Dataset records on object locations:
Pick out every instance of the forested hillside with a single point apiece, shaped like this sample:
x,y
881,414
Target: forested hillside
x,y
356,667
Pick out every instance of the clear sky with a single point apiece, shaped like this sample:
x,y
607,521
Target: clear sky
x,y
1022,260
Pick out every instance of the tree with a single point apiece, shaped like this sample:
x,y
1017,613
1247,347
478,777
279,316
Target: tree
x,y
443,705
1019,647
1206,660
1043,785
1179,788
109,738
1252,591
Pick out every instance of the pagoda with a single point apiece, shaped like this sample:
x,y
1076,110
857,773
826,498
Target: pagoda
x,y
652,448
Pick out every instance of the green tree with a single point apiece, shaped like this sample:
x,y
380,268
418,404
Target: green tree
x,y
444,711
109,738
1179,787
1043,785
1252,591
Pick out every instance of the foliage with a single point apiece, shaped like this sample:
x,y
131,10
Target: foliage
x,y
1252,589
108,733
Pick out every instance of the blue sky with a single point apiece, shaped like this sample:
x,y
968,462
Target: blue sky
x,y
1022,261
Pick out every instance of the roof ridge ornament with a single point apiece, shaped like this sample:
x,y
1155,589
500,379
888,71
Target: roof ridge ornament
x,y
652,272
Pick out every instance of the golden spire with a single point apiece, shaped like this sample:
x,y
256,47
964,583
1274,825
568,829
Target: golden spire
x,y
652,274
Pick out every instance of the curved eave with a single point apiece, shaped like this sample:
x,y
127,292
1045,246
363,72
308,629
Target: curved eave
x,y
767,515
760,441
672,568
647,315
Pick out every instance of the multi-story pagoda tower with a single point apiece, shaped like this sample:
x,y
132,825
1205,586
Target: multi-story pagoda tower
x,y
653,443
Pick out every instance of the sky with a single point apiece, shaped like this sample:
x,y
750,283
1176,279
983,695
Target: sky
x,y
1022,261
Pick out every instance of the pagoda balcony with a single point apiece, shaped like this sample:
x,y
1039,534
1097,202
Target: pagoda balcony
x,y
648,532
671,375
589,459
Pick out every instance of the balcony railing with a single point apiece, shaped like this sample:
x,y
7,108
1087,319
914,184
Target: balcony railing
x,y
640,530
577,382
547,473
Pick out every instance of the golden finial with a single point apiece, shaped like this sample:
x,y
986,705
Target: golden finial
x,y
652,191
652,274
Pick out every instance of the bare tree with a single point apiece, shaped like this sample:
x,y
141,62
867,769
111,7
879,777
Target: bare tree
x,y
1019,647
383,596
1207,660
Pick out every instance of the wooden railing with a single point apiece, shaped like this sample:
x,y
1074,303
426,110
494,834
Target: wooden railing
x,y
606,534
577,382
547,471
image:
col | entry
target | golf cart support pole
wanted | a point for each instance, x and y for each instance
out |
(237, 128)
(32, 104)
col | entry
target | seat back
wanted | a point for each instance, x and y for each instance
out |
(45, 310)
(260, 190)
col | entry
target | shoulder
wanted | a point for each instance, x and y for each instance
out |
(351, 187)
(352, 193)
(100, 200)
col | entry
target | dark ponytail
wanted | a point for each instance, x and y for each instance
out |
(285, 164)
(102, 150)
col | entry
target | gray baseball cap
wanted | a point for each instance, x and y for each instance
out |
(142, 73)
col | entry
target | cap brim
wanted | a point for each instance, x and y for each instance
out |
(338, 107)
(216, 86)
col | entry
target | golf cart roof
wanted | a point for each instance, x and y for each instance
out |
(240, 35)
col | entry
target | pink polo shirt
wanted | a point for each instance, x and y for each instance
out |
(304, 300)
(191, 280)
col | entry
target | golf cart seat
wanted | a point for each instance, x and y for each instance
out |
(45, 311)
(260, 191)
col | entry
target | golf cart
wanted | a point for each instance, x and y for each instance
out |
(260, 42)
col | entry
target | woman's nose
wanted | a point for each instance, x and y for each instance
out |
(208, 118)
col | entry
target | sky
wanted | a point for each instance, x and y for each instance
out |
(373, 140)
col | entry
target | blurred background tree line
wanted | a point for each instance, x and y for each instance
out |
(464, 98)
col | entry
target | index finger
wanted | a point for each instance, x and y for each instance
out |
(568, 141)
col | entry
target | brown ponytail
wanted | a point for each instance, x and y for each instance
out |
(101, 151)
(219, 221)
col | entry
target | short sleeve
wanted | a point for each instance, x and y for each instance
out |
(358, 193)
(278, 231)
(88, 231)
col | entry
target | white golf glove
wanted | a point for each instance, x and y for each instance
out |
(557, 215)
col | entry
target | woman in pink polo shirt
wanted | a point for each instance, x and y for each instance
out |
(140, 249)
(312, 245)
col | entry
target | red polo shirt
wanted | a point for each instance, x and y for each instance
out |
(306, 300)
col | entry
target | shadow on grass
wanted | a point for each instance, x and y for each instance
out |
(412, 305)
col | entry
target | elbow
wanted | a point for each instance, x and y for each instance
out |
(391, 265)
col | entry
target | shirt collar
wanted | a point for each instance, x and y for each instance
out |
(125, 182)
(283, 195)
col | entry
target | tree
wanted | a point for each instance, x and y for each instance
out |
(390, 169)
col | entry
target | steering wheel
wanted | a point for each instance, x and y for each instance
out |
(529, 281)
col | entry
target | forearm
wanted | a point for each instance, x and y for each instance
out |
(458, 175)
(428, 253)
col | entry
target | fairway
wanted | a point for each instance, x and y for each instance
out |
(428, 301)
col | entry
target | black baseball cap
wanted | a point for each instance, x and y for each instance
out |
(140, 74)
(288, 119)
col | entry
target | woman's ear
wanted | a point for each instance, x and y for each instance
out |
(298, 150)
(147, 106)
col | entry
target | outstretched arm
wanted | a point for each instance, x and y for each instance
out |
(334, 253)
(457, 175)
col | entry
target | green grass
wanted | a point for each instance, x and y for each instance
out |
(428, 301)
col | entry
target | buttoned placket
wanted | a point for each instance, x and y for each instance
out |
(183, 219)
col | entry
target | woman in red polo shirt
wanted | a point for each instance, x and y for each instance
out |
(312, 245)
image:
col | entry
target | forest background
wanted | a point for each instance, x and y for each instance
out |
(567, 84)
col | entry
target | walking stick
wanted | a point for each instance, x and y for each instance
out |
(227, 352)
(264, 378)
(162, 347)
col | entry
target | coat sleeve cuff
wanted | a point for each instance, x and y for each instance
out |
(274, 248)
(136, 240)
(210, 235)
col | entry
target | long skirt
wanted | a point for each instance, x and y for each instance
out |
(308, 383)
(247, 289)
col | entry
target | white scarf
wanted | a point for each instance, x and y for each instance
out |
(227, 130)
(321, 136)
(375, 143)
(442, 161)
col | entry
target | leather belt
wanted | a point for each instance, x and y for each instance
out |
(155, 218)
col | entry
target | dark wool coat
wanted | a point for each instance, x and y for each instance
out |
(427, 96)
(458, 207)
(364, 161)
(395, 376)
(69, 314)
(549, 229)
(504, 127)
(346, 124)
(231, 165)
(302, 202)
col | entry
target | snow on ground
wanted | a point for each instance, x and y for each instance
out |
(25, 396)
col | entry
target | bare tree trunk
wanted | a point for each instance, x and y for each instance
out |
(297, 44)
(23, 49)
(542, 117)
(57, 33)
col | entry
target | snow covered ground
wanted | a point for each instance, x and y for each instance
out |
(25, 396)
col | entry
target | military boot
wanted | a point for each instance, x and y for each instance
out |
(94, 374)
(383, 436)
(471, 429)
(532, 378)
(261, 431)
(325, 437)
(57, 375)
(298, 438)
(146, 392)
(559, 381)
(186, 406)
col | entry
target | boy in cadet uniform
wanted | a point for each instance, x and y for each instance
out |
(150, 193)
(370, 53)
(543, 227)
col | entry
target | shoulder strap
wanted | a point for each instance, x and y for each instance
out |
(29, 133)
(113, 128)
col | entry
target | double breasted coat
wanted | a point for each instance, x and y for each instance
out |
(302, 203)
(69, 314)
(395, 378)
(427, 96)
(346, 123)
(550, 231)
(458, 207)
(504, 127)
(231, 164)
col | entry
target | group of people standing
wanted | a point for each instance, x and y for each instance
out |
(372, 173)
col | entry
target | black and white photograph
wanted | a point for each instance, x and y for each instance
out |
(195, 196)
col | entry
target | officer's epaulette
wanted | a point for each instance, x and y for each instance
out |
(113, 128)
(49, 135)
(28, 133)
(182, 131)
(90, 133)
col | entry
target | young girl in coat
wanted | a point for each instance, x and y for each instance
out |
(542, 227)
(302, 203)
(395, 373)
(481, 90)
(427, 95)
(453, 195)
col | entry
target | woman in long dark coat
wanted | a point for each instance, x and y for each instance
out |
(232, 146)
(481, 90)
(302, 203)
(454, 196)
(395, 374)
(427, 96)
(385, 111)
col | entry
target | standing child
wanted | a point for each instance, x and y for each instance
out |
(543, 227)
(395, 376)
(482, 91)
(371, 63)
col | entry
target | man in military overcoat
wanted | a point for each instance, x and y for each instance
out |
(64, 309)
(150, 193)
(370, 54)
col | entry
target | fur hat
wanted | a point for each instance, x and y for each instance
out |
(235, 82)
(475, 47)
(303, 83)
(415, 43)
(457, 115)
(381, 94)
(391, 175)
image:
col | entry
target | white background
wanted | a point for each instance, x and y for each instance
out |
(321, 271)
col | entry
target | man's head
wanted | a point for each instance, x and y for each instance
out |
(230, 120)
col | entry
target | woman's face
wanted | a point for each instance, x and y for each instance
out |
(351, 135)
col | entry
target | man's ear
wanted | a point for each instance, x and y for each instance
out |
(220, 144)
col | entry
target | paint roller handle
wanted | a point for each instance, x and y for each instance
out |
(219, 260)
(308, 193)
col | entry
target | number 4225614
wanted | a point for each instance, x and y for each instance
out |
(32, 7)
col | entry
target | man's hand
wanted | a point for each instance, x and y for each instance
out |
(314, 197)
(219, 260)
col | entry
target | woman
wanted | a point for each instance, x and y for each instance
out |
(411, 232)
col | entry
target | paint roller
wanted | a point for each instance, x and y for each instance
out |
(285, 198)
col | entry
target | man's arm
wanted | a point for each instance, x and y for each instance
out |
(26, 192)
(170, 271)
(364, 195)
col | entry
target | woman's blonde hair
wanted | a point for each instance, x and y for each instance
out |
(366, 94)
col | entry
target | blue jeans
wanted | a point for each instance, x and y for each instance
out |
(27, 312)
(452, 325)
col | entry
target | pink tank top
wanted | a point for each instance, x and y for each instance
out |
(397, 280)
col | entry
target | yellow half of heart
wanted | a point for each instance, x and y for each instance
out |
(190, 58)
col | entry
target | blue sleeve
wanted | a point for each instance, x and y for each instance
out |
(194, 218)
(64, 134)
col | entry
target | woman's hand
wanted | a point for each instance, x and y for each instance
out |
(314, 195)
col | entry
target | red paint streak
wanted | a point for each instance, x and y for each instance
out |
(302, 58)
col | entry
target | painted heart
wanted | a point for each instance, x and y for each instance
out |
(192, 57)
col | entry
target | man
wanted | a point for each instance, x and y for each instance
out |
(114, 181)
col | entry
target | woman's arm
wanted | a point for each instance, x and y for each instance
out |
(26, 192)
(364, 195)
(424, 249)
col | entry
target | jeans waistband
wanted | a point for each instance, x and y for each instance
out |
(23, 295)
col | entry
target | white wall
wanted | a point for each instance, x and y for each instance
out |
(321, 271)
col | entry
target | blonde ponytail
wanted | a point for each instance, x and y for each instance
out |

*Work to do:* Please identify each line of the records above that contains the word "black" and copy those lines. Case counts when matching.

*Completed task:*
target | black baseball cap
target | black and white photograph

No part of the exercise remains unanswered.